• **Task brief**
Revise the items below by replacing "comma separated" with "separated by commas" wherever it occurs, leaving everything else unchanged, and omit the pictures from your answer.

*** Given records

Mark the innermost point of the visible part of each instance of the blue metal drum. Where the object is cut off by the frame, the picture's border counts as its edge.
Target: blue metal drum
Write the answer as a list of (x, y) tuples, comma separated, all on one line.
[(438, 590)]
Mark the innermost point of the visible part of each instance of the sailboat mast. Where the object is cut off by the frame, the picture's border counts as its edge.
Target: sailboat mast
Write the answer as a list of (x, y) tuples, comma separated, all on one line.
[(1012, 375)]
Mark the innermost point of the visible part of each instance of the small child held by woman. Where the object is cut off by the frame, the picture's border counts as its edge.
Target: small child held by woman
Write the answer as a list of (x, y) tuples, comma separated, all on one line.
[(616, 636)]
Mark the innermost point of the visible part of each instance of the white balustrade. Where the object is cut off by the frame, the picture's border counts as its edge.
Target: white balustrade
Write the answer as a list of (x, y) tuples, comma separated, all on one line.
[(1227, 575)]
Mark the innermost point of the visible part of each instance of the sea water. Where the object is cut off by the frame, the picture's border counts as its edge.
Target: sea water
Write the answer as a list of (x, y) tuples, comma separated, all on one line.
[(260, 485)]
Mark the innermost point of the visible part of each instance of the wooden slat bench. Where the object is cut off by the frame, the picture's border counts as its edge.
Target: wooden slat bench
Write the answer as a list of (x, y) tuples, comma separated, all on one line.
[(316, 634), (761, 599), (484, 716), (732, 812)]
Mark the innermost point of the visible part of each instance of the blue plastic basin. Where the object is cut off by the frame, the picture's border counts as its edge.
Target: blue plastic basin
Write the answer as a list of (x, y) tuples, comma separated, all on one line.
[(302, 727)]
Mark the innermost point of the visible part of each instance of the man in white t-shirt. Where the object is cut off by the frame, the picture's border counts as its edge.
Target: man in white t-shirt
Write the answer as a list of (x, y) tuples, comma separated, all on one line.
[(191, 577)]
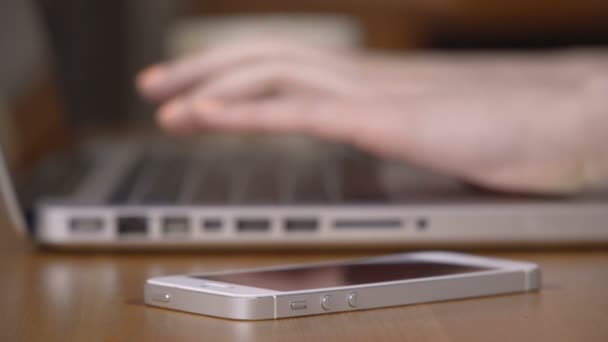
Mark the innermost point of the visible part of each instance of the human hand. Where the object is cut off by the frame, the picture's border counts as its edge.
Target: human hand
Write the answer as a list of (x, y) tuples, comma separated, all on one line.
[(513, 124)]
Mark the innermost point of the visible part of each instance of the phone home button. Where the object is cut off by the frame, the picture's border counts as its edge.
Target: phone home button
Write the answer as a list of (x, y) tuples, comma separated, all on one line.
[(326, 303)]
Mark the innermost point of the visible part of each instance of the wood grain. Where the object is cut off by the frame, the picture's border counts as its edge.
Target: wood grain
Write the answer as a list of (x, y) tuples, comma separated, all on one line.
[(60, 296)]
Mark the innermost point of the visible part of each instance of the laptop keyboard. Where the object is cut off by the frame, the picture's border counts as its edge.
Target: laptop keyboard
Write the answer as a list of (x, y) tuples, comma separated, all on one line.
[(249, 179)]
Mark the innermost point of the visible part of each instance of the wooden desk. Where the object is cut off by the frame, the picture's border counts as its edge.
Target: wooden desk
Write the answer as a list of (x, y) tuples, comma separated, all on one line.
[(81, 297)]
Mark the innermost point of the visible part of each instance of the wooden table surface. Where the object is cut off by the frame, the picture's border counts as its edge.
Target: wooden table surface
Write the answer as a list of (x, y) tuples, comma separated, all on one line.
[(69, 296)]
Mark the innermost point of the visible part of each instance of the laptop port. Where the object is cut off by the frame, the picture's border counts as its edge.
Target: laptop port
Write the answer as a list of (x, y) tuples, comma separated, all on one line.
[(422, 224), (368, 223), (253, 225), (301, 225), (86, 225), (176, 226), (212, 225), (132, 226)]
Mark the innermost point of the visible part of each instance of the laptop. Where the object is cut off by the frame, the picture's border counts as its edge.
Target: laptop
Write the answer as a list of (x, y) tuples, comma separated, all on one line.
[(222, 191), (244, 192)]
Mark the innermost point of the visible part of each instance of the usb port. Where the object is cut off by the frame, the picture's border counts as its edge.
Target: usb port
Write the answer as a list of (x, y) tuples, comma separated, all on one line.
[(372, 224), (132, 226), (86, 225), (253, 225), (176, 226), (212, 225), (301, 225)]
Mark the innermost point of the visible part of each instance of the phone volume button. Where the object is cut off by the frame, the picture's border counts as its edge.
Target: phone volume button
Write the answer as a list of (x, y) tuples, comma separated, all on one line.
[(161, 297), (326, 302), (352, 299)]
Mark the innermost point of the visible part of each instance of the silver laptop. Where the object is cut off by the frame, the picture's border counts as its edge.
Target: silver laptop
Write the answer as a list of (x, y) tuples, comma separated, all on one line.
[(240, 191), (282, 192)]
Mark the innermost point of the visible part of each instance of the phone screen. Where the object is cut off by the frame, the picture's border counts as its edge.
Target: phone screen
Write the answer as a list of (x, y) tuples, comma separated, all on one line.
[(324, 276)]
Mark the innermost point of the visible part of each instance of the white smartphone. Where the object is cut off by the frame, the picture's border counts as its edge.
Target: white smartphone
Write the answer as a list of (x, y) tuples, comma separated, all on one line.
[(312, 289)]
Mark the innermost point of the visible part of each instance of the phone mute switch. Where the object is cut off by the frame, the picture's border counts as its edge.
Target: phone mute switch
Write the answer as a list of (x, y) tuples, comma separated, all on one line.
[(299, 305), (161, 297)]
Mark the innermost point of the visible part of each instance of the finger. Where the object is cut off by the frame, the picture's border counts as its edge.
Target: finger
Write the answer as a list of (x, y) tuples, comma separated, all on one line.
[(171, 117), (325, 120), (165, 80), (276, 78)]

******

• **Answer to the task**
Mark the innermost point of the visible part of each instance of the blue metal drum. Where the object is cut off by the frame, the picture's border counts as its edge.
Target: blue metal drum
Write the answer as a list of (x, y) tuples, separated by commas, all on one line.
[(438, 590)]
Mark the innermost point of the visible part of each instance of the sailboat mast. Where the object is cut off by the frame, the picture's border counts as its edge.
Target: sailboat mast
Write the answer as a list of (x, y) tuples, separated by commas, all on one line.
[(1012, 375)]
Mark the innermost point of the visible part of each instance of the small child held by woman. Where the object is cut off by the frame, the picture's border counts as its edge.
Target: small child held by woman
Write the answer as a list of (x, y) tuples, separated by commas, all on one line.
[(616, 636)]
Mark the innermost point of the visible part of each instance of the white balustrade. Where the object is cut off by the frame, the picture's border counts as its edge.
Target: white balustrade
Write the answer as a list of (x, y) tuples, separated by commas, all on one line.
[(1227, 575)]
Mark the innermost point of the visible part of each instance of the sea water. Where the object is cut off by the frame, the picture's border counts as its edge.
Target: sea water
Write the answer as a list of (x, y) tuples, separated by commas, all on one line.
[(260, 485)]
Mark the innermost point of the visible part of each instance of the wooden slat bench. Where the object is cut off by the frame, the picture's border counts as its edge.
Target: wooden slat bench
Write the answer as a list of (x, y) tuples, separated by commas, all on one line.
[(316, 634), (761, 599), (484, 716), (732, 812)]
Mark the innermost point of the visible part of each instance of the blue plastic basin. Where the object is cut off by the frame, the picture's border counts as its edge.
Target: blue plastic basin
Write the answer as a list of (x, y) tuples, separated by commas, all on one line.
[(302, 727)]
Mark the innermost point of the visible part of each instance of the man in white t-shirt. Where the object is cut off by the frame, the picture's border counts as its edge.
Target: man in white t-shirt
Write the answer as a list of (x, y) tuples, separated by commas, all on one line.
[(191, 577)]
Mark the innermost point of the visible part of each instance of the human hand. Where the object is cut off by the frame, the picture's border counts as its edge.
Target: human hand
Write the answer as a list of (x, y) tuples, separated by commas, all on one line.
[(513, 124)]
Mark the innermost point of the visible part of each instance of the phone home button. Where the object is cut off by the frame, the picture's border counts as its edge.
Target: phone home button
Write the answer as a list of (x, y) tuples, separated by commas, all on one line.
[(326, 303)]
Mark the innermost point of the visible part of each instance of the wood grain. Where the object is cut off by the frame, the picture's border counts as its edge.
Target: wood grain
Write the answer as a list of (x, y) tuples, separated by commas, all on one line.
[(60, 296)]
Mark the innermost point of the visible part of each instance of the laptop keyboard. Where the object is cut off by the frame, the picture's border counts as its edge.
Target: laptop keyboard
Write the answer as a list of (x, y) tuples, separated by commas, all on one line.
[(249, 179)]
Mark the innermost point of the visible part of each instance of the wooden desk. Where the object is cut off by the frame, the picture's border counts as its edge.
Target: wooden desk
Write the answer as a list of (x, y) tuples, separated by commas, all on one line.
[(81, 297)]
Mark the innermost point of the visible part of each instance of the wooden table surface. Where the object is cut off by the frame, the picture's border counts as its edge.
Target: wooden table surface
Write the answer as a list of (x, y) tuples, separated by commas, all on one line.
[(69, 296)]
Mark the innermost point of the visible part of each instance of the laptop port. Where the object is cut off by the frame, the picture's border counts as its edge.
Target: laptop port
Write the answer as a list of (x, y) tuples, separated by commas, all on one line.
[(422, 224), (368, 223), (253, 225), (301, 225), (86, 225), (176, 226), (212, 225), (132, 226)]
Mark the innermost point of the visible part of each instance of the laptop. Where the object is cut off by the frame, the picture's border counts as its edge.
Target: laptop
Write the answer as a list of (x, y) tuples, separated by commas, all on one line.
[(222, 191), (244, 192)]
Mark the innermost point of the visible part of each instance of the usb port. Where the object is cut off by the frame, the picture's border counts as its edge.
Target: usb port
Write the answer as a list of (x, y) tuples, separated by commas, all on one line.
[(372, 224), (132, 226), (86, 225), (253, 225), (176, 226), (212, 225), (301, 225)]
Mark the innermost point of the visible part of each instance of the phone volume button. Where the object is cut off by the frame, the picture's border counts as its edge.
Target: phone volume button
Write the answer as a list of (x, y) tuples, separated by commas, all on one line.
[(161, 297), (326, 302), (352, 299)]
Mark the innermost point of the visible part of each instance of the silver laptop. Where the object is cut off by the frame, the picture's border counts as its edge.
Target: silver laptop
Write the answer as a list of (x, y) tuples, separated by commas, all on one line.
[(240, 191), (282, 192)]
Mark the innermost point of the visible part of each instance of the phone screen. Where the object is cut off by the frame, the picture's border counts as its edge.
Target: phone screen
Write the answer as a list of (x, y) tuples, separated by commas, all on one line.
[(324, 276)]
Mark the innermost point of the visible part of each instance of the white smartphone. Where the object is cut off by the frame, the picture's border counts as its edge.
Target: white smartphone
Write the answer as a list of (x, y) tuples, separated by commas, all on one line.
[(312, 289)]
Mark the innermost point of the visible part of each instance of the phone mute switch. Where the object is cut off by the frame, the picture's border counts as its edge.
Target: phone mute switch
Write the answer as a list of (x, y) tuples, separated by commas, all on one line.
[(299, 305), (161, 297)]
Mark the innermost point of the visible part of each instance of the finger. Where the object is cut off by the frame, the picture's border counts as its edge.
Target: finger
Write the answer as a list of (x, y) tuples, separated by commas, all on one line.
[(171, 117), (325, 120), (165, 80), (276, 78)]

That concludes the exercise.